提供された抜粋:
ページID:0556688 掲載日:2024年12月13日更新 印刷ページ表示
8 働きがいも経済成長も9 産業と技術革新の基盤をつくろう

   あいち産業科学技術総合センター食品工業技術センター(名古屋市西区。以下「センター」という。)は、株式会社三井酢店(みついすみせ)(阿久比町。以下「三井酢店」という。)と共同で紫黒米を使用した「古代米※1のぽん酢」を開発しました。紫黒米の色調を生かしたぽん酢の製造は、全国初の試みです。
   「古代米のぽん酢」は、愛知県農業総合試験場山間農業研究所(豊田市)が育種開発した紫黒米「峰のむらさき」、南知多町の魚醤(ぎょしょう)「しこの露(つゆ)※2」、碧南市の白醤油※3など愛知県産の原材料、調味料を活用して製品化された色鮮やかなルビー色のぽん酢です。
   2024年12月20日(金曜日)から三井酢店のオンラインショップで初回販売(800本)を開始します。
   なお、本取組は、2024年度新あいち創造研究開発補助金※4の成果によるものです。

1 開発の背景、概要

   センターでは、清酒、みりんを始めとした酒類、醸造酢、調味料など様々な発酵食品の研究開発に取り組んでいます。
   2006年には、三井酢店及び旧・独立行政法人(現・国立研究開発法人)産業技術総合研究所と連携し、地域中小企業支援型研究開発事業にて、紫黒米の色素アントシアニン※5を最大限に活かす醸造方法を開発し、「古代米のお酢」を商品化しました。
   同社は、「古代米のお酢」の用途拡大及び自社の品質管理体制の強化を目指し、2024年に「新あいち創造研究開発補助金」を活用し、新しい調味料の研究開発に着手しました。

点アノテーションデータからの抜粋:
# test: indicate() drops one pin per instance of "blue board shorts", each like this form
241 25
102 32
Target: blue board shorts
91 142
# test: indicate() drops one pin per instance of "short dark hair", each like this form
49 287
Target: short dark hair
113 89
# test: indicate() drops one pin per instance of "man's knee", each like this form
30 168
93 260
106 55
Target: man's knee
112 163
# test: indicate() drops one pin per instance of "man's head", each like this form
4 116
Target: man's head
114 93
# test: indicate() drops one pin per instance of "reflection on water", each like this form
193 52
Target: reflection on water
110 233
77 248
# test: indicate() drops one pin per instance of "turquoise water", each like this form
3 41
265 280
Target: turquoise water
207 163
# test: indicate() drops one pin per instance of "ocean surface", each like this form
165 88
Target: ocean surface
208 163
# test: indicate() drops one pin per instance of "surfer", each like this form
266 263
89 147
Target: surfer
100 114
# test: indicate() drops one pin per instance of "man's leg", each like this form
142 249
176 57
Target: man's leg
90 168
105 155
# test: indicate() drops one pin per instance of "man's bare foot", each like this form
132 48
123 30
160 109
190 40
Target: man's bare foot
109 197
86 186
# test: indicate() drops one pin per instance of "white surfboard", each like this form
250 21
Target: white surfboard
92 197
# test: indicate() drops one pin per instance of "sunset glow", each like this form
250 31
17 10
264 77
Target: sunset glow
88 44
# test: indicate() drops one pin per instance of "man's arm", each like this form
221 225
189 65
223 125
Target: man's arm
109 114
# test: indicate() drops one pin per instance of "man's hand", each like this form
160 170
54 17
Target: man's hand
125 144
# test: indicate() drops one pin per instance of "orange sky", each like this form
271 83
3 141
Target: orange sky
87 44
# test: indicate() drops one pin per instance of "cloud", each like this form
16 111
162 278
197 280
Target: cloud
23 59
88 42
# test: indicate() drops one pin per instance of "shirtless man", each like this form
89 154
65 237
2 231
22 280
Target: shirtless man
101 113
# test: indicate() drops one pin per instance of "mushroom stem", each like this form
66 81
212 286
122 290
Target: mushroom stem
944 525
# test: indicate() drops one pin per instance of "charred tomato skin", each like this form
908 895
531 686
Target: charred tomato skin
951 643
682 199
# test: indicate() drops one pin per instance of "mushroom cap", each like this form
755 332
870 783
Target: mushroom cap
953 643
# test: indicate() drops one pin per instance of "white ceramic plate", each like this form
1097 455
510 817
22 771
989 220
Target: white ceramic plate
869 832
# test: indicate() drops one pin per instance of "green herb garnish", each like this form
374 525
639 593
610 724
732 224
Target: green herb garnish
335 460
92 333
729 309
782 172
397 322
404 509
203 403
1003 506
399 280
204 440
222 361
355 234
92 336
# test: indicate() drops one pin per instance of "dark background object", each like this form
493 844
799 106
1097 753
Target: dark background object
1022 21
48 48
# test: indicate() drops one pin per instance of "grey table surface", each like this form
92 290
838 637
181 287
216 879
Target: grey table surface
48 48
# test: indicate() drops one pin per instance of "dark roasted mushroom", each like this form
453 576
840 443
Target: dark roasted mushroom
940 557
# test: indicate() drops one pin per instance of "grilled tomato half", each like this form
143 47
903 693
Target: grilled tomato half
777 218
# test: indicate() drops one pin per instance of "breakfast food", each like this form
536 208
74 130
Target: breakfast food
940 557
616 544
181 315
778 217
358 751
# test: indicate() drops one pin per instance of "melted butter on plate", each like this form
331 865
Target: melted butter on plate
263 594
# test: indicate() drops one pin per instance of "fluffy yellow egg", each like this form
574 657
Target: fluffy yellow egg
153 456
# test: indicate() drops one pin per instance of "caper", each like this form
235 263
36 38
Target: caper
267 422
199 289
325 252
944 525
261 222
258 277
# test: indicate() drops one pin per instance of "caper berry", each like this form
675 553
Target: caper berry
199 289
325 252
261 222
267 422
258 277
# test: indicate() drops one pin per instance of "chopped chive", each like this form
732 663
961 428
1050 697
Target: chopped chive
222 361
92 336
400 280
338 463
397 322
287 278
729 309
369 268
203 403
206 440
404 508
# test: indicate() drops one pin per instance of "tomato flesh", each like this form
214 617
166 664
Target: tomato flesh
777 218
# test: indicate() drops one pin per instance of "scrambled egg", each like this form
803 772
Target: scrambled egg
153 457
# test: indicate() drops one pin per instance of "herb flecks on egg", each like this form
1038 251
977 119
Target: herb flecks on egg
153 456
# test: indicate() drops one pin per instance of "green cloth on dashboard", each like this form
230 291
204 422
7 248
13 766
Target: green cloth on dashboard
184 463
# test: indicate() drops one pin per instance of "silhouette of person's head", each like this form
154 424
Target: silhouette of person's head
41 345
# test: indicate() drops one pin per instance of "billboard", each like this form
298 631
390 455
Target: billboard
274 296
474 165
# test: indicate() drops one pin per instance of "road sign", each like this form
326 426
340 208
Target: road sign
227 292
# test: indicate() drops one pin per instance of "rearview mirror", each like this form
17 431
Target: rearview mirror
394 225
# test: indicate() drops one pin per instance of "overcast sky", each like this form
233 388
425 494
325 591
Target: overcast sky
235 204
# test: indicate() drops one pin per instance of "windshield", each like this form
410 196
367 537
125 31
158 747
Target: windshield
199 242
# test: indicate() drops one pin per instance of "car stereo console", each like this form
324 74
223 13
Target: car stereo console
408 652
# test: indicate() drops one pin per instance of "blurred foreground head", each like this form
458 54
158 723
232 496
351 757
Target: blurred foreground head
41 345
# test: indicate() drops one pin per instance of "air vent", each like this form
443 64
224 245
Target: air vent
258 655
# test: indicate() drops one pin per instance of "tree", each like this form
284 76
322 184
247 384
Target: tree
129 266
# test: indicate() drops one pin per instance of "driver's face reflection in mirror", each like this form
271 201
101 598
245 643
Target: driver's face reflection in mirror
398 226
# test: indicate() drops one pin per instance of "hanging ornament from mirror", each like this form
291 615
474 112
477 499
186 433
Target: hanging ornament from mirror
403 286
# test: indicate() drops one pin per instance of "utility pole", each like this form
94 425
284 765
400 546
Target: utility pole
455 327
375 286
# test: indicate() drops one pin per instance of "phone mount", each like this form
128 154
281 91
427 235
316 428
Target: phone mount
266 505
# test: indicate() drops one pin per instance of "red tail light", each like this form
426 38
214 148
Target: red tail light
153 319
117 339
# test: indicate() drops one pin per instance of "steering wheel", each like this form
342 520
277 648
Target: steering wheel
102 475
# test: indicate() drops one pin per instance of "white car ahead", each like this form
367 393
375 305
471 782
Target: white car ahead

課題 A: ぽん酢開発の記事の「センターでは、清酒、みりんを」から「米のお酢」を商品化しました。」までを、一字一句そのまま書き写してもらえますか？
課題 B: ぽん酢開発の記事を、最後の文の後から書き継いでもらえますか？
エントリは、ぽん酢開発の記事とは別の資料です。

結果 A:
センターでは、清酒、みりんを始めとした酒類、醸造酢、調味料など様々な発酵食品の研究開発に取り組んでいます。
   2006年には、三井酢店及び旧・独立行政法人(現・国立研究開発法人)産業技術総合研究所と連携し、地域中小企業支援型研究開発事業にて、紫黒米の色素アントシアニン※5を最大限に活かす醸造方法を開発し、「古代米のお酢」を商品化しました。

結果 B:
   製品開発では、「古代米のお酢」の特徴であるルビー色の色調を生かすことを重視しました。

2 古代米のぽん酢について

​   通常のぽん酢は、醸造酢に濃口醤油と柑橘果汁を加えて作られます。しかし、「古代米のお酢」に濃口醤油を使用するとその濃い褐色の影響が強く、ルビー色の色調が損なわれてしまいます。その課題解決のため、色の薄い醤油である白醤油と、アミノ酸が多く少量で旨味が引き立てられる魚醤の活用を当センターが提案しました。
   魚醤は魚特有の香りがあり製品への影響が危惧されましたが、ぽん酢はpH※6が低いため魚特有の香りが揮発しにくくなり目立ちません。また、さわやかな味を引き出す柑橘類についてもぽん酢に良く使用されるレモン、ゆずを含めて検討した結果、温州(うんしゅう)みかんが味や香りにおいて一番合うとの評価が得られ(三井酢店社内評価)、温州みかん果汁を選択しました。このように選択した県特産品である白醤油、魚醤、温州みかん果汁と「古代米のお酢」の最適な配合比について三井酢店と試作・検討を重ね「古代米のぽん酢」が完成しました。
   愛知県紫黒米「峰のむらさき」、「古代米のぽん酢」、通常のぽん酢の写真を図に、色度※7の分析値を表に示します。「古代米のぽん酢」はルビー色をしていることがわかります。色度の分析値からも、「古代米のぽん酢」は通常のぽん酢と比較してL*値が高く、明るく透明度の高いものになりました。また、a*値とb*値が高いことから、赤味が強く華やかな色調となっています。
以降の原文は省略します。